WHAT TO DO » Could you put every line of the material below into a JSON list of strings, one string per line, with blank lines left out?
* * * * * * *
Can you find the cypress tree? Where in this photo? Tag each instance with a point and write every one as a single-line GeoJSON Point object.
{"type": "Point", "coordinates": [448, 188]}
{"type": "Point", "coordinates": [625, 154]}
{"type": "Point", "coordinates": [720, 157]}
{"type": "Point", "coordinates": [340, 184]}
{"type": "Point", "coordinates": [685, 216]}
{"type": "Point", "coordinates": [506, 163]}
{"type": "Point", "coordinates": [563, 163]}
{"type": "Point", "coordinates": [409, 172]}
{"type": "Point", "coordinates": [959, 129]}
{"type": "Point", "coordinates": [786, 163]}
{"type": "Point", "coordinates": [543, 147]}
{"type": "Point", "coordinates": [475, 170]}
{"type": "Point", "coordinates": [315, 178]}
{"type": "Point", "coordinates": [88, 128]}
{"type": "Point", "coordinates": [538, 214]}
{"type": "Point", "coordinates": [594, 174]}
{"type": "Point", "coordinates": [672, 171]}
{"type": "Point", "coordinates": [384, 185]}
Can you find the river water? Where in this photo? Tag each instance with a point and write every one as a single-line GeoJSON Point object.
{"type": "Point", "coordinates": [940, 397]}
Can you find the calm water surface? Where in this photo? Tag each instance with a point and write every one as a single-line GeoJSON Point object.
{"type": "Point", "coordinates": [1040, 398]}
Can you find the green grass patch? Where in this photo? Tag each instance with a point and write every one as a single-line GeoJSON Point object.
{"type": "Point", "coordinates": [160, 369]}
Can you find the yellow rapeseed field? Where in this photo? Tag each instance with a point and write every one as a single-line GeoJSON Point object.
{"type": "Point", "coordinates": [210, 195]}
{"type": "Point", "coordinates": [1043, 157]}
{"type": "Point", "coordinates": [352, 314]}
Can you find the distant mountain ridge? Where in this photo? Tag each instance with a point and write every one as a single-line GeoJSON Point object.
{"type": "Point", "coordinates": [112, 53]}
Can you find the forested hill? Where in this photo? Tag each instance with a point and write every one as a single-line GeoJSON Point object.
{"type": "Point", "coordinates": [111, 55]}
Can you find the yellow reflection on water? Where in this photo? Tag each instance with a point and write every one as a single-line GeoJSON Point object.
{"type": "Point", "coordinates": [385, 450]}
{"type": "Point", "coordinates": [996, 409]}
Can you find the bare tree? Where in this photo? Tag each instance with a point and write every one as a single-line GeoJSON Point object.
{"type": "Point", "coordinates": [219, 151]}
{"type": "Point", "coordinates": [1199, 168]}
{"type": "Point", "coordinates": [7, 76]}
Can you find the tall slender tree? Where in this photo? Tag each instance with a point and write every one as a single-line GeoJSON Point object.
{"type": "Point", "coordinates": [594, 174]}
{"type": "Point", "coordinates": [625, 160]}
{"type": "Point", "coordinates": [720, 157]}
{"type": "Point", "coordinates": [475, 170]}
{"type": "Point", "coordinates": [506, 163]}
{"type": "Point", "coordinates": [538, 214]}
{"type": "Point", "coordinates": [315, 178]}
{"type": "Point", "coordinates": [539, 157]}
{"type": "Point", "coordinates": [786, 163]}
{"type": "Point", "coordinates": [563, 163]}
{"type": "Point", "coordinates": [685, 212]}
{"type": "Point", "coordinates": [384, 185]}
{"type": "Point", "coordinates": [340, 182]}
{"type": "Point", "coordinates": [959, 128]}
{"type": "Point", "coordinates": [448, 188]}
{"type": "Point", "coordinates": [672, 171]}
* * * * * * *
OUTPUT »
[
  "Can you find the cypress tree? Where in this photo? Tag each instance with a point and write every one as a single-line GeoJSON Point object.",
  "{\"type\": \"Point\", \"coordinates\": [448, 188]}",
  "{\"type\": \"Point\", \"coordinates\": [625, 154]}",
  "{\"type\": \"Point\", \"coordinates\": [720, 157]}",
  "{\"type\": \"Point\", \"coordinates\": [340, 184]}",
  "{\"type\": \"Point\", \"coordinates\": [685, 216]}",
  "{\"type\": \"Point\", \"coordinates\": [506, 163]}",
  "{\"type\": \"Point\", \"coordinates\": [563, 163]}",
  "{\"type\": \"Point\", \"coordinates\": [409, 172]}",
  "{\"type\": \"Point\", \"coordinates\": [959, 129]}",
  "{\"type\": \"Point\", \"coordinates\": [786, 163]}",
  "{\"type\": \"Point\", \"coordinates\": [543, 147]}",
  "{\"type\": \"Point\", \"coordinates\": [475, 170]}",
  "{\"type\": \"Point\", \"coordinates\": [315, 178]}",
  "{\"type\": \"Point\", \"coordinates\": [88, 128]}",
  "{\"type\": \"Point\", \"coordinates\": [538, 214]}",
  "{\"type\": \"Point\", \"coordinates\": [594, 174]}",
  "{\"type\": \"Point\", \"coordinates\": [672, 171]}",
  "{\"type\": \"Point\", \"coordinates\": [384, 185]}",
  "Can you find the river water? Where in this photo? Tag each instance with a point and write every one as a single-line GeoJSON Point object.",
  "{\"type\": \"Point\", \"coordinates\": [940, 397]}",
  "Can you find the calm water surface? Where in this photo? Tag each instance with a point and write every one as a single-line GeoJSON Point object.",
  "{\"type\": \"Point\", \"coordinates\": [1040, 398]}",
  "Can you find the green grass patch? Where in this photo? Tag each instance with a point and write every one as a single-line GeoJSON Point object.",
  "{\"type\": \"Point\", \"coordinates\": [160, 369]}",
  "Can you find the yellow rapeseed field? Where in this photo? Tag each instance with a point and write every one as a single-line GeoJSON Point object.",
  "{\"type\": \"Point\", \"coordinates\": [210, 195]}",
  "{\"type\": \"Point\", \"coordinates\": [1043, 157]}",
  "{\"type\": \"Point\", \"coordinates\": [352, 314]}",
  "Can you find the distant mountain ridge? Where in this photo? Tag each instance with a point and write every one as a single-line GeoJSON Point object.",
  "{\"type\": \"Point\", \"coordinates\": [112, 53]}",
  "Can you find the forested hill? Where in this photo? Tag each instance with a point and write every one as a single-line GeoJSON Point object.",
  "{\"type\": \"Point\", \"coordinates\": [111, 55]}",
  "Can you find the yellow reflection on water? Where in this photo? Tag each instance with a point and write every one as a single-line GeoJSON Point object.",
  "{\"type\": \"Point\", \"coordinates\": [385, 450]}",
  "{\"type\": \"Point\", \"coordinates\": [996, 409]}",
  "Can you find the bare tree? Where in this photo? Tag each instance with a point and write every one as a single-line GeoJSON Point object.",
  "{\"type\": \"Point\", \"coordinates\": [219, 151]}",
  "{\"type\": \"Point\", \"coordinates\": [1199, 168]}",
  "{\"type\": \"Point\", \"coordinates\": [7, 76]}",
  "Can you find the tall slender tree? Where in this photo? Tag each instance with a point and write every one as a single-line GeoJSON Point object.",
  "{\"type\": \"Point\", \"coordinates\": [594, 174]}",
  "{\"type\": \"Point\", \"coordinates\": [625, 160]}",
  "{\"type\": \"Point\", \"coordinates\": [720, 157]}",
  "{\"type\": \"Point\", \"coordinates\": [475, 170]}",
  "{\"type\": \"Point\", \"coordinates\": [506, 163]}",
  "{\"type\": \"Point\", \"coordinates\": [538, 214]}",
  "{\"type\": \"Point\", \"coordinates\": [315, 178]}",
  "{\"type\": \"Point\", \"coordinates\": [539, 157]}",
  "{\"type\": \"Point\", \"coordinates\": [786, 163]}",
  "{\"type\": \"Point\", \"coordinates\": [563, 163]}",
  "{\"type\": \"Point\", \"coordinates\": [685, 212]}",
  "{\"type\": \"Point\", \"coordinates\": [384, 185]}",
  "{\"type\": \"Point\", \"coordinates\": [340, 182]}",
  "{\"type\": \"Point\", \"coordinates\": [959, 128]}",
  "{\"type\": \"Point\", \"coordinates\": [448, 188]}",
  "{\"type\": \"Point\", \"coordinates\": [672, 171]}"
]